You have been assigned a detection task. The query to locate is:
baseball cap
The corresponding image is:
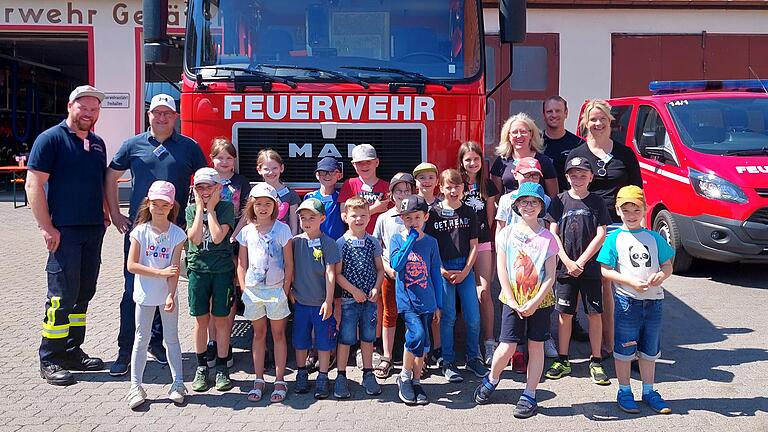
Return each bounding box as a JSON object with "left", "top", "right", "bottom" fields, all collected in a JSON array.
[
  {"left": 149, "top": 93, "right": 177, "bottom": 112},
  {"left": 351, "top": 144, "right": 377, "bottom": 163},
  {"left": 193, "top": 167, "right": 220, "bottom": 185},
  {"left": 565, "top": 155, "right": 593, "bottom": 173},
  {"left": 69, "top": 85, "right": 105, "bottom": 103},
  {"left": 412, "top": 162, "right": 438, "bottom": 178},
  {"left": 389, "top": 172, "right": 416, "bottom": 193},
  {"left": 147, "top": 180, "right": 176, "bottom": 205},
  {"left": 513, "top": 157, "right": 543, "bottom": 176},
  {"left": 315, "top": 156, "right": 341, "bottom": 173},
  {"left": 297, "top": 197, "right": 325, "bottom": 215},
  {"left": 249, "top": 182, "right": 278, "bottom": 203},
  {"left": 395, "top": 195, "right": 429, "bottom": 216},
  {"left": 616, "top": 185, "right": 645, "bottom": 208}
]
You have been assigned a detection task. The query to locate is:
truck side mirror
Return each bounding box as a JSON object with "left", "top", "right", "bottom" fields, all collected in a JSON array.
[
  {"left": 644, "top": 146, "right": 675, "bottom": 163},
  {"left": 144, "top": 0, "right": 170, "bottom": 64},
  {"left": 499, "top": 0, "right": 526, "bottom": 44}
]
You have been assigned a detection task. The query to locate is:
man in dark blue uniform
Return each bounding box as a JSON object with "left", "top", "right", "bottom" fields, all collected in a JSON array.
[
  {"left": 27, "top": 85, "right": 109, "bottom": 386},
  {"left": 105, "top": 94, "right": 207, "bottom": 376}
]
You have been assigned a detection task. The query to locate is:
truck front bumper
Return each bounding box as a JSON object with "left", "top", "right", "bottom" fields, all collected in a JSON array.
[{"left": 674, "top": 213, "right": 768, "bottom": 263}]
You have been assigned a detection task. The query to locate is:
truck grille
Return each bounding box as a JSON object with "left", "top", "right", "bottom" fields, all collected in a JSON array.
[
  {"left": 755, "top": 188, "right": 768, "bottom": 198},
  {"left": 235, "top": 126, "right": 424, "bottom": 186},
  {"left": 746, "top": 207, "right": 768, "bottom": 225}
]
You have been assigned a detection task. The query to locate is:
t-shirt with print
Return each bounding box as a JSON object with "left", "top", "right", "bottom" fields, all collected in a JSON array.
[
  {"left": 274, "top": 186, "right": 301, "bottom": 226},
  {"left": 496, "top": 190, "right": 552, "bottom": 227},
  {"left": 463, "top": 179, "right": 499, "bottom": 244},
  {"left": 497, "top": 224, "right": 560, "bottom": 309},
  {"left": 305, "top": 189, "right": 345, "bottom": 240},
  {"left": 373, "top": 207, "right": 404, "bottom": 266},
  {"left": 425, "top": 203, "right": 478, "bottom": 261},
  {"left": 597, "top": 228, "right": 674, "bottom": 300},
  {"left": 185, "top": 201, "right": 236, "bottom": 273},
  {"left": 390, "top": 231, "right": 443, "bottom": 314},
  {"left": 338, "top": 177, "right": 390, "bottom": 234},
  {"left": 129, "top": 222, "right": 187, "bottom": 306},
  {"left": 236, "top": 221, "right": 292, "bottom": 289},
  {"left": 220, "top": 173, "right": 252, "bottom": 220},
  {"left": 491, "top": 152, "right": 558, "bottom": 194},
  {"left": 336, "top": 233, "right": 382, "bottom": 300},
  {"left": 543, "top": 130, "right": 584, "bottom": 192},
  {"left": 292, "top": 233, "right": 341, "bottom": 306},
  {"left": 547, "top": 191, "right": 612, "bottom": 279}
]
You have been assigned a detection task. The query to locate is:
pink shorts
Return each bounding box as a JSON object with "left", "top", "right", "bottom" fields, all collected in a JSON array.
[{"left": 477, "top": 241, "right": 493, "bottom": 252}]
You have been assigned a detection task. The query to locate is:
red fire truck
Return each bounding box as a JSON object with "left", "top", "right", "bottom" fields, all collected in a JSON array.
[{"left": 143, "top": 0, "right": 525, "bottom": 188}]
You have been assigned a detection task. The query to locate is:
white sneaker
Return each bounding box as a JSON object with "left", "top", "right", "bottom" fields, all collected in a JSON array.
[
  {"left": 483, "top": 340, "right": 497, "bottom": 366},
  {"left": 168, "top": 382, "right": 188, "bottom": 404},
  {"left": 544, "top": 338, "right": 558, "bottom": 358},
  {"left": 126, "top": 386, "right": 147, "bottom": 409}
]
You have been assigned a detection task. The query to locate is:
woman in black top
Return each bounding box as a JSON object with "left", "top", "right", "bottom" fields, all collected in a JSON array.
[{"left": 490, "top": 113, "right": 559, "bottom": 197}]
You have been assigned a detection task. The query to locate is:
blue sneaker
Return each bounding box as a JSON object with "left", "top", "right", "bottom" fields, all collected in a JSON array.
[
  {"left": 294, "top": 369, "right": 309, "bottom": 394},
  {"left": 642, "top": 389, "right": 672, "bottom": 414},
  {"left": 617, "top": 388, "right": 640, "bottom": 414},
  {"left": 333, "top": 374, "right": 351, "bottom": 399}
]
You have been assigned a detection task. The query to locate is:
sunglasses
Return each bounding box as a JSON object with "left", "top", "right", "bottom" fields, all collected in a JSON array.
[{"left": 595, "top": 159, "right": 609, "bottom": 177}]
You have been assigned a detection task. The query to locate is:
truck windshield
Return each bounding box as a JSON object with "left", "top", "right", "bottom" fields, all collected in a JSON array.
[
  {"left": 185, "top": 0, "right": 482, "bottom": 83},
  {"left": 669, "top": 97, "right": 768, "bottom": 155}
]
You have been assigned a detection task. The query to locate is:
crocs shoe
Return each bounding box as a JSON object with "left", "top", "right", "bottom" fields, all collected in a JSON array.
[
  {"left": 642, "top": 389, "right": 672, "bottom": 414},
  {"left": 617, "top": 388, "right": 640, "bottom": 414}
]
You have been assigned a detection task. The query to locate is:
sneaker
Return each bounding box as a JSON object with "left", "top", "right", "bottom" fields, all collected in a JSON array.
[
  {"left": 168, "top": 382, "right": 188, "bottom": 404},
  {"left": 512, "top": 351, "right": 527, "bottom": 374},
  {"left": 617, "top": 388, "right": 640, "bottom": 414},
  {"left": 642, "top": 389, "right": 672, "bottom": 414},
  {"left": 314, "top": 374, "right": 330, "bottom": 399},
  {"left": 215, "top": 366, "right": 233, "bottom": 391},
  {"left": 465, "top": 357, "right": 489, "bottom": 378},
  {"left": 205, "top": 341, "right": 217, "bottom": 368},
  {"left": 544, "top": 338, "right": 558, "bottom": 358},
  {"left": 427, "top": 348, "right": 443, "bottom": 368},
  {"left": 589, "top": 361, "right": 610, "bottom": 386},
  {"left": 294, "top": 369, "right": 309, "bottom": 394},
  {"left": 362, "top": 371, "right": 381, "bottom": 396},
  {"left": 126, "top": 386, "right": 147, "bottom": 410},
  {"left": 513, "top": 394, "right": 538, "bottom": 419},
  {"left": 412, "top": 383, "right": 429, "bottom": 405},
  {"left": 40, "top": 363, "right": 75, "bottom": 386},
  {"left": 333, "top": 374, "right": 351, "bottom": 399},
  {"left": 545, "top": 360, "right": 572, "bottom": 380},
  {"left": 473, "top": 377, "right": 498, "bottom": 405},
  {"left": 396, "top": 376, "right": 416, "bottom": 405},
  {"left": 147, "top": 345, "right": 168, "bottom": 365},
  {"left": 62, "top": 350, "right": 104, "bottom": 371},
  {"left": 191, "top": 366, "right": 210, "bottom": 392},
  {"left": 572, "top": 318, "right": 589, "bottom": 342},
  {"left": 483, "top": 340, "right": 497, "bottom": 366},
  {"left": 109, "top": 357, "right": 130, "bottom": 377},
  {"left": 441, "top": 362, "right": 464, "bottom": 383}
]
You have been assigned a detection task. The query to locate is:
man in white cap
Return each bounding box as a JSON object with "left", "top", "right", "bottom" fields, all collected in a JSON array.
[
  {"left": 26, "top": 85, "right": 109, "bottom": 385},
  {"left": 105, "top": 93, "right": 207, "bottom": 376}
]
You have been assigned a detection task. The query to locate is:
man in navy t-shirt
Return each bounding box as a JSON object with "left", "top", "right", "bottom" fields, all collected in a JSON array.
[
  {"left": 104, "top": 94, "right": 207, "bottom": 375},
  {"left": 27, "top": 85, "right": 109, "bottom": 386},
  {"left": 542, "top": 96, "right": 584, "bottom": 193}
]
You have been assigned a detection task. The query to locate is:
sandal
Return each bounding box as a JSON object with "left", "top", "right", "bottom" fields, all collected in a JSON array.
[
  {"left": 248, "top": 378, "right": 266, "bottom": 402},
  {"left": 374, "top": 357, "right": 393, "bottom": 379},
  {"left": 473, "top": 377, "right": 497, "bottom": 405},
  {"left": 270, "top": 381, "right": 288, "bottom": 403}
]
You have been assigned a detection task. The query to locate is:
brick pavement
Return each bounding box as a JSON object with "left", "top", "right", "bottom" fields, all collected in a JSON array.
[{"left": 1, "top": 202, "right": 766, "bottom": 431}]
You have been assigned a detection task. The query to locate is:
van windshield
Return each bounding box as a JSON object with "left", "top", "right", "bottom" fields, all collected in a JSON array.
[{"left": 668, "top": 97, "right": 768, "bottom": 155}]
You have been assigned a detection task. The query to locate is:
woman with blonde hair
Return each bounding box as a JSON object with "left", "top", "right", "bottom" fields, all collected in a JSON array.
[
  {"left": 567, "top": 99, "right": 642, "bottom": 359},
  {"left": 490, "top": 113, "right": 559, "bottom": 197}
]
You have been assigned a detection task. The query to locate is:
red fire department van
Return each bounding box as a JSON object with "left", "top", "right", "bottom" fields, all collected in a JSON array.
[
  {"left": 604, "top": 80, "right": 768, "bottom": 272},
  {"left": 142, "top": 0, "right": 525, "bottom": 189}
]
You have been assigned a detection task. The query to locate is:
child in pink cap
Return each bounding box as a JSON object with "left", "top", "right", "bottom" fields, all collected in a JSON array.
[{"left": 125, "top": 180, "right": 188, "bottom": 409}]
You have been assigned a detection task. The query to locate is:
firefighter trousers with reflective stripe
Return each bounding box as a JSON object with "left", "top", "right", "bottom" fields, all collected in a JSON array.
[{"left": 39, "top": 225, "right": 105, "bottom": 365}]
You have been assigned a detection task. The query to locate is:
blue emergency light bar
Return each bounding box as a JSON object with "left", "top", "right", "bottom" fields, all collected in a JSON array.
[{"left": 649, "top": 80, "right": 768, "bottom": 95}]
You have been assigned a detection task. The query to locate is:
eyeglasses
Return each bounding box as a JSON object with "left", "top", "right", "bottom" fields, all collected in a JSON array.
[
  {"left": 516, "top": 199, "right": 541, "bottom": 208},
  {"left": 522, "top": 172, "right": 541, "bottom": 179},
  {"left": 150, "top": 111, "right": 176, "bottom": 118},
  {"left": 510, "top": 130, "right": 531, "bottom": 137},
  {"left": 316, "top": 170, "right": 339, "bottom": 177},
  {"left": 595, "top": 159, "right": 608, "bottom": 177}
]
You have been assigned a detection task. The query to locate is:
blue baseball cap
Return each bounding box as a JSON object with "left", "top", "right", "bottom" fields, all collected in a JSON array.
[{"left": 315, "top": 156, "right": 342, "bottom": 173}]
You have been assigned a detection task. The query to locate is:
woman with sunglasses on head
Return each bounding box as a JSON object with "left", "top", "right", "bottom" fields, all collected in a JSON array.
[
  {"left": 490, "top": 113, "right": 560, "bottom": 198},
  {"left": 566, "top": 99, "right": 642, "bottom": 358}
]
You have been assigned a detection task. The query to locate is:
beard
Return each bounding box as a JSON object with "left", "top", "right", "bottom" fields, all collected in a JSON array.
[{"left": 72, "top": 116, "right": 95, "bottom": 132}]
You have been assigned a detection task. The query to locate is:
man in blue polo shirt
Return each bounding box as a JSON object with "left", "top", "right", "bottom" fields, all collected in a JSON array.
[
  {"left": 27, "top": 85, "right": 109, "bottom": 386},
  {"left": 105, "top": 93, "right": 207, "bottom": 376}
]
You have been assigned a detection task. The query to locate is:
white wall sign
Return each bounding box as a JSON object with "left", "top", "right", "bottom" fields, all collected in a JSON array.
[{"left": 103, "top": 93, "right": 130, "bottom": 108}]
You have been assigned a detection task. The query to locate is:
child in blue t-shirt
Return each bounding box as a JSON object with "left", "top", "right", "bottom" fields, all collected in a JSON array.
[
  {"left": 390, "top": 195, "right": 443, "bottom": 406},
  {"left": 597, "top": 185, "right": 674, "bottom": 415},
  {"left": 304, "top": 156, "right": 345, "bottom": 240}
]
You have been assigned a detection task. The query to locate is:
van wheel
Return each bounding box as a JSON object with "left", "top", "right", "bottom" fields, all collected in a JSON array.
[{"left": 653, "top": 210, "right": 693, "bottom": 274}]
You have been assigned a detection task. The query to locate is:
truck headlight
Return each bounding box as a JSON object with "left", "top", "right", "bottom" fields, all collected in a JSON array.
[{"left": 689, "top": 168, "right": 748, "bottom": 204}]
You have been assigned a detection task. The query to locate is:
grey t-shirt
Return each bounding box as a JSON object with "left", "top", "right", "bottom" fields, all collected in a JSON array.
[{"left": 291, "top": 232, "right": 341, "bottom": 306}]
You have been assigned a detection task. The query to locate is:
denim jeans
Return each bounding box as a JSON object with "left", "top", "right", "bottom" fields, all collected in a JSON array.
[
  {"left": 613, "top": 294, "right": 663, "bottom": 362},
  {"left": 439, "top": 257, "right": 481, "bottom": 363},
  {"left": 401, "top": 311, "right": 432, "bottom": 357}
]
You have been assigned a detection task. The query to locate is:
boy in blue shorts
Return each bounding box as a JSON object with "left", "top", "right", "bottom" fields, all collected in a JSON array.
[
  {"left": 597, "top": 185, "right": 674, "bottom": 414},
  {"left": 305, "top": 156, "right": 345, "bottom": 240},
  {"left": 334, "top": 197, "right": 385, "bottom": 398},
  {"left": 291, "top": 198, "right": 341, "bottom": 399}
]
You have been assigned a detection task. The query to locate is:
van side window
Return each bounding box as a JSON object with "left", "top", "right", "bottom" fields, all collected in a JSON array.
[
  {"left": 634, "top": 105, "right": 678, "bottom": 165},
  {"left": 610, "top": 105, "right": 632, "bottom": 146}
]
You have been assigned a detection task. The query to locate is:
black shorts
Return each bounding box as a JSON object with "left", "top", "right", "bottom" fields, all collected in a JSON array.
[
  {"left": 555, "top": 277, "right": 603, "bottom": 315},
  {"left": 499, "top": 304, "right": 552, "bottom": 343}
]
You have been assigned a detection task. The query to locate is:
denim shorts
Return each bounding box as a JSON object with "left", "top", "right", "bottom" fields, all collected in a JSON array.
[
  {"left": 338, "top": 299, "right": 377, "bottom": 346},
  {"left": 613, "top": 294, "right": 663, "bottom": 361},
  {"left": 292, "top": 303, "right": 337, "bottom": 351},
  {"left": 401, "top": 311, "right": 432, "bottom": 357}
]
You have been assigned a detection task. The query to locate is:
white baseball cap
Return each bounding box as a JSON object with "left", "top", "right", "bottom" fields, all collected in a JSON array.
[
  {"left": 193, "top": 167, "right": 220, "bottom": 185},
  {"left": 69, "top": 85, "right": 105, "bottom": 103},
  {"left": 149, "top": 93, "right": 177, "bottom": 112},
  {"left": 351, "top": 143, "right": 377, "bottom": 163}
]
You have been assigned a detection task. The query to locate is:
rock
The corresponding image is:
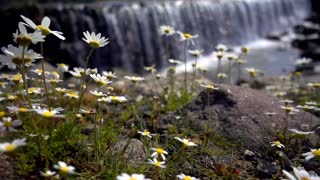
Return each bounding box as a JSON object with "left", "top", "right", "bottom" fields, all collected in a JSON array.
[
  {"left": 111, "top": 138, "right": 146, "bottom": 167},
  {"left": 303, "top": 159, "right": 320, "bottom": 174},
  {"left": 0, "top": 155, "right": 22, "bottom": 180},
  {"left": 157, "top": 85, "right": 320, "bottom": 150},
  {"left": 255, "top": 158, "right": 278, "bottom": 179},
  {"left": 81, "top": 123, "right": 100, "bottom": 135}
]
______________________________
Verbatim transcription needed, from the opening line of the entries above through the line containing "truck grille"; pictures do not belong in it.

## TASK RESULT
You have been assigned a detection task. The query to locate is:
baseball cap
The corresponding image is:
Return each bounding box as a JSON object with "left", "top", "right", "bottom" fields, all collected in a JSON array.
[
  {"left": 149, "top": 93, "right": 177, "bottom": 112},
  {"left": 351, "top": 144, "right": 377, "bottom": 163},
  {"left": 193, "top": 167, "right": 220, "bottom": 185},
  {"left": 565, "top": 155, "right": 593, "bottom": 173},
  {"left": 69, "top": 85, "right": 105, "bottom": 103},
  {"left": 412, "top": 162, "right": 438, "bottom": 178},
  {"left": 389, "top": 172, "right": 416, "bottom": 193},
  {"left": 147, "top": 180, "right": 176, "bottom": 205},
  {"left": 513, "top": 157, "right": 543, "bottom": 176},
  {"left": 315, "top": 156, "right": 341, "bottom": 173},
  {"left": 297, "top": 197, "right": 325, "bottom": 215},
  {"left": 249, "top": 182, "right": 278, "bottom": 203},
  {"left": 395, "top": 195, "right": 429, "bottom": 216},
  {"left": 616, "top": 185, "right": 645, "bottom": 208}
]
You have been assigned a detection task. The query to locate is:
truck side mirror
Return each bounding box as a JSON object with "left", "top", "right", "bottom" fields, all collected in a JSON array.
[
  {"left": 644, "top": 146, "right": 675, "bottom": 163},
  {"left": 144, "top": 0, "right": 170, "bottom": 64},
  {"left": 499, "top": 0, "right": 526, "bottom": 44}
]
You have been assigned a detection task. The query to locate is:
man in dark blue uniform
Return each bounding box as a JSON object with "left", "top", "right", "bottom" fields, all collected in a JSON array.
[
  {"left": 27, "top": 85, "right": 109, "bottom": 386},
  {"left": 105, "top": 94, "right": 207, "bottom": 376}
]
You have been assigned a detection task. The query to locate is:
truck front bumper
Return each bounding box as a JSON object with "left", "top", "right", "bottom" fields, all collected in a JSON array.
[{"left": 674, "top": 213, "right": 768, "bottom": 263}]
You have been assigned a detection task. The query to locate is:
truck grille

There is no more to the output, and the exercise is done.